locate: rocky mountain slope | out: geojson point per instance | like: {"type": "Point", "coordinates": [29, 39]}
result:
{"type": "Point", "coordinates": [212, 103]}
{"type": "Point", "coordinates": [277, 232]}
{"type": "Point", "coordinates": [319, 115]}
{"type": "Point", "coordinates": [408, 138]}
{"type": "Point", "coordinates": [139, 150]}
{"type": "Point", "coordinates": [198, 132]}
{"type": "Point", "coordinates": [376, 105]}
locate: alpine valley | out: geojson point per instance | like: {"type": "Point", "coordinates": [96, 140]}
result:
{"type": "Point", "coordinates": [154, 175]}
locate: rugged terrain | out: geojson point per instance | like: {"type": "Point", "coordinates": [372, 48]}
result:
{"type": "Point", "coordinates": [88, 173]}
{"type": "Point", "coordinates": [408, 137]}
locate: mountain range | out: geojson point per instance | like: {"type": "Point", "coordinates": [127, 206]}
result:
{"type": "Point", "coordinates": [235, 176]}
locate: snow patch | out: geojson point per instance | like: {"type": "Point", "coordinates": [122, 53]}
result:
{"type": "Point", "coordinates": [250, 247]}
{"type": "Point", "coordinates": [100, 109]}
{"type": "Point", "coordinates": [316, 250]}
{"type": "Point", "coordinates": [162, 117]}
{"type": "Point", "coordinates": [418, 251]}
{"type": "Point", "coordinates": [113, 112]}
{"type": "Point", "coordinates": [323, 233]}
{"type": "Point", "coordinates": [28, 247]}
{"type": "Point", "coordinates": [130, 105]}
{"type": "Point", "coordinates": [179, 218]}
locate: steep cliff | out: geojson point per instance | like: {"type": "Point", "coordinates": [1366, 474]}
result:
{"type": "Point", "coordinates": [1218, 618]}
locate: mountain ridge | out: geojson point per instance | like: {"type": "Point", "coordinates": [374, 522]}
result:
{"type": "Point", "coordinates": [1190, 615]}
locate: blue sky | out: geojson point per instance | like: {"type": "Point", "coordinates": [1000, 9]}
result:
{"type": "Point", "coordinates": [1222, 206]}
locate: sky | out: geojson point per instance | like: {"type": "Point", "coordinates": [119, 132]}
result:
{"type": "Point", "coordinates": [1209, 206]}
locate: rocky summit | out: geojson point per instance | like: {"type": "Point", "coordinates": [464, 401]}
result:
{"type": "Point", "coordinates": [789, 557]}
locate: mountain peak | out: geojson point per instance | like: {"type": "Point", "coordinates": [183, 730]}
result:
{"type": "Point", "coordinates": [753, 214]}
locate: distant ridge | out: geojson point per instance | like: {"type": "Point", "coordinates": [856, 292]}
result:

--------------------

Please rewrite the material from the line containing "locate: sky |" through the end of the material, replacing "rocky summit" with "rocky peak" and changing nothing else.

§ TASK RESULT:
locate: sky | out: geojson point per instance | like: {"type": "Point", "coordinates": [119, 132]}
result:
{"type": "Point", "coordinates": [1209, 206]}
locate: rocky peak | out: geojson point per instance | like: {"type": "Point", "coordinates": [464, 401]}
result:
{"type": "Point", "coordinates": [789, 557]}
locate: mountain peak | out: geojson point per instance | like: {"type": "Point", "coordinates": [183, 730]}
result:
{"type": "Point", "coordinates": [753, 214]}
locate: distant ridge | out: geojson point per instance | like: {"type": "Point", "coordinates": [856, 292]}
result:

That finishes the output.